# EXERCISE AIM
Within the material below, locate the line with "Where can the dark night" and the line with "Where can the orange", then return those two lines and all lines between them, exactly as written.

# INFORMATION PROVIDED
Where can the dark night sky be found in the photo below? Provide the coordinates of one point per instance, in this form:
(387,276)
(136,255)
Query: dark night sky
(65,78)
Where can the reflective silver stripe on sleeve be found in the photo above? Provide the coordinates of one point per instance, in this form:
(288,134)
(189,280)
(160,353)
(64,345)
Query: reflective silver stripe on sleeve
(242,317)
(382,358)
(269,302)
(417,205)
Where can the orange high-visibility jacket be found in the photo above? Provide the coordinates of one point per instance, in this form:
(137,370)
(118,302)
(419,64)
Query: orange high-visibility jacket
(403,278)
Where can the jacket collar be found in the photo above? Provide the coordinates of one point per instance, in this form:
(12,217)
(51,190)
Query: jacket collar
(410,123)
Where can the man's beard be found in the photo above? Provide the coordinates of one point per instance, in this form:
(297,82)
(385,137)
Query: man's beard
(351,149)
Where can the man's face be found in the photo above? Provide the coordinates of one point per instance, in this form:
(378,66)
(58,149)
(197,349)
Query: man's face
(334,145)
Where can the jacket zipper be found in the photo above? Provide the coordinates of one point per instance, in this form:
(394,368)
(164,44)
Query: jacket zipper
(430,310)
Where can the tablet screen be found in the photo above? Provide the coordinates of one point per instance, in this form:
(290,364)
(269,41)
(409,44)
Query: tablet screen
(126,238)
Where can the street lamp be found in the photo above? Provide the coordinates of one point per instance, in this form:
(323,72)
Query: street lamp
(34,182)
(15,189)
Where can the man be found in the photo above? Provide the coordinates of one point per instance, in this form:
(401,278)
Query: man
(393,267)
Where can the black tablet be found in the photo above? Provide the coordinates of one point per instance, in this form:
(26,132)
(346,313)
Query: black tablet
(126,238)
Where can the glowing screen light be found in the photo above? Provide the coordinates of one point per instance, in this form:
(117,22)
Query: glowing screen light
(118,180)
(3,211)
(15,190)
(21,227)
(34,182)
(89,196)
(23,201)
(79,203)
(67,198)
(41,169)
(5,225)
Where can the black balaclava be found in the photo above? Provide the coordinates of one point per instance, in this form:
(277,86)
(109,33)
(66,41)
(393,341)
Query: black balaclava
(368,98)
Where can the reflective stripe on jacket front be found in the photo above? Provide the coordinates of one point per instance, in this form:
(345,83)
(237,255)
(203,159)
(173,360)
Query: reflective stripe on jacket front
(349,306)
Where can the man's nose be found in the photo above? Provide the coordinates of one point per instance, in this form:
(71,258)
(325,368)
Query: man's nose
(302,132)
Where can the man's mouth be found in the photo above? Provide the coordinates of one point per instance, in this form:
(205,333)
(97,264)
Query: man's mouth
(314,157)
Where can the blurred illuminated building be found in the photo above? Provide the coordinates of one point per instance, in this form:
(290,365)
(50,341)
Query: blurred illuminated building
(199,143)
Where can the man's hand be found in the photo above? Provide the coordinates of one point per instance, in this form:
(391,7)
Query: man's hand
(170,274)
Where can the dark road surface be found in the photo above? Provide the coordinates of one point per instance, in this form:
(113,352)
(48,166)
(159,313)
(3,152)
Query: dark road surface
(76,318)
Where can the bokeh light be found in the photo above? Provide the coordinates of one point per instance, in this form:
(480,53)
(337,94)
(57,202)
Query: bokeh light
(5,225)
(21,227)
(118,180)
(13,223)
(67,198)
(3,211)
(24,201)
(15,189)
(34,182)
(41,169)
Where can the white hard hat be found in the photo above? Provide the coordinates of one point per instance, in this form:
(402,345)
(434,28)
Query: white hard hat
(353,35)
...
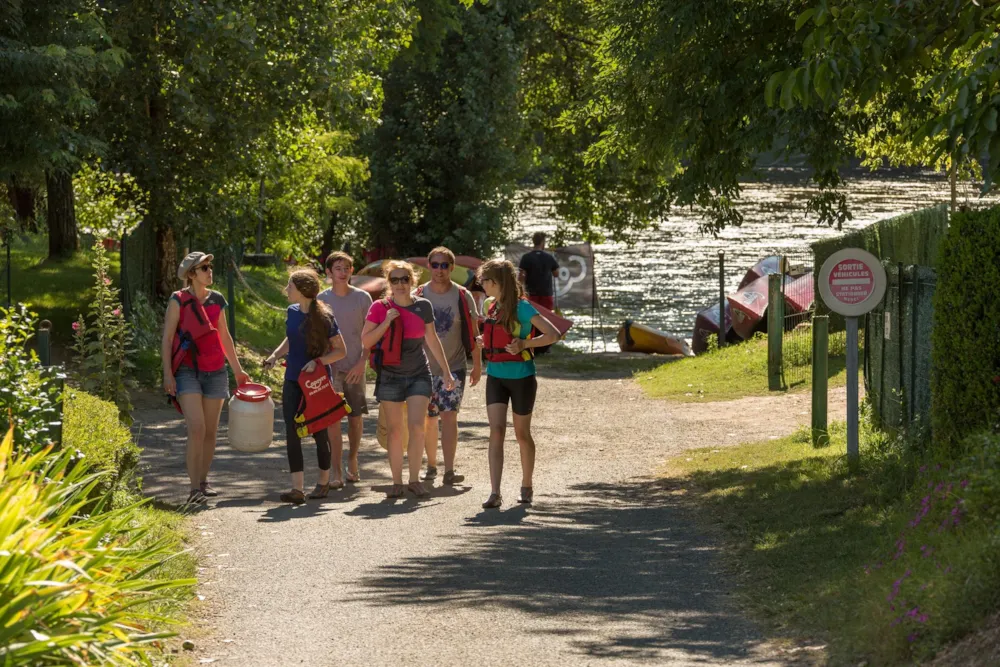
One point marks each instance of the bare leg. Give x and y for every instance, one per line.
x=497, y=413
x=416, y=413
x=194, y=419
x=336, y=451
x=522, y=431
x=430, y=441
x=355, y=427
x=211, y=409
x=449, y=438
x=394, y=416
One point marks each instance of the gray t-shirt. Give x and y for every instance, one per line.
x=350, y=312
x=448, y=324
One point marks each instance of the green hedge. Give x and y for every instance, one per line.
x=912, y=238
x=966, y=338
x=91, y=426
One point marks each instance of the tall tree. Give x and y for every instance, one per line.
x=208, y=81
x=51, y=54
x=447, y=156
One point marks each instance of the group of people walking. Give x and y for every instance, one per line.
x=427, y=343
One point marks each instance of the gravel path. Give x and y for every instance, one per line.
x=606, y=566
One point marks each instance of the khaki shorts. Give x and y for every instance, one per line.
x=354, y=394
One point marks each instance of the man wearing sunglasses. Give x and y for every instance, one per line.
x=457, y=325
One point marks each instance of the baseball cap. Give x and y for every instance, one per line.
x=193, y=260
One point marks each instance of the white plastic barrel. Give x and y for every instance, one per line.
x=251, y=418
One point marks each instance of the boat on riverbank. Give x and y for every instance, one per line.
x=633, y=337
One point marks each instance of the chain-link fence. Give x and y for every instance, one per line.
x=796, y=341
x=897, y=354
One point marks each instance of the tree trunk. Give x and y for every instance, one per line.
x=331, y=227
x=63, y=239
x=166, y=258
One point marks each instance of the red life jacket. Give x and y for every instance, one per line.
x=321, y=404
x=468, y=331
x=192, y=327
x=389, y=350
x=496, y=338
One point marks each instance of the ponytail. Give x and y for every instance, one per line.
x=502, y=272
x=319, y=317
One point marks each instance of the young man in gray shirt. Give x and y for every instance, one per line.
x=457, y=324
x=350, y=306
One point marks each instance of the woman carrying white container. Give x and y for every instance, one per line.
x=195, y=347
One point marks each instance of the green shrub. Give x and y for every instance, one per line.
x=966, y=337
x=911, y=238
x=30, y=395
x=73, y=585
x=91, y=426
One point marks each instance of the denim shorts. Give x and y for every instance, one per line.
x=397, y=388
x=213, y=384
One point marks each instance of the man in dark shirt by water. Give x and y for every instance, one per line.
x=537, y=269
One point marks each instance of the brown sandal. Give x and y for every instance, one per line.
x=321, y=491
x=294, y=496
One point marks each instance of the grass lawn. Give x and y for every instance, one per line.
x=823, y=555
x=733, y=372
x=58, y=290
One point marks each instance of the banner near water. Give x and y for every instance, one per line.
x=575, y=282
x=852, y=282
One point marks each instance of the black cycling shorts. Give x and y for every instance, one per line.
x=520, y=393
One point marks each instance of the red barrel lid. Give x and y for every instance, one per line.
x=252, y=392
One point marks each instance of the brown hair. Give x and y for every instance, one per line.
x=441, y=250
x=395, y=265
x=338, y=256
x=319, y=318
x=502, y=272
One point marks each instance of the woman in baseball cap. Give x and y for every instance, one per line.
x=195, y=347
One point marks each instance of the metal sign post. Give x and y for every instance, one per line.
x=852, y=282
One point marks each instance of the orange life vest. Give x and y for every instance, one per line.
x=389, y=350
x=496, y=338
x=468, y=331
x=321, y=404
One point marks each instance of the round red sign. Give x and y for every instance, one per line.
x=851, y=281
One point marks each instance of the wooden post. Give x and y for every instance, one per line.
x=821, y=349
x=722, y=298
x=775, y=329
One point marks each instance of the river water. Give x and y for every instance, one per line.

# EXERCISE ANSWER
Where can the dark night sky be found in the photo below? Provide the coordinates of one point per instance, in this form:
(387,276)
(136,255)
Query: dark night sky
(65,78)
Where can the reflective silver stripe on sleeve be found in the photo above? Provide the coordinates of one point per instance, in this form:
(288,134)
(189,280)
(160,353)
(64,345)
Query: reflective silver stripe on sleeve
(242,317)
(382,358)
(269,302)
(417,205)
Where can the orange high-visibility jacket be found in the photo above? Provide the coordinates of one point per instance, in this form:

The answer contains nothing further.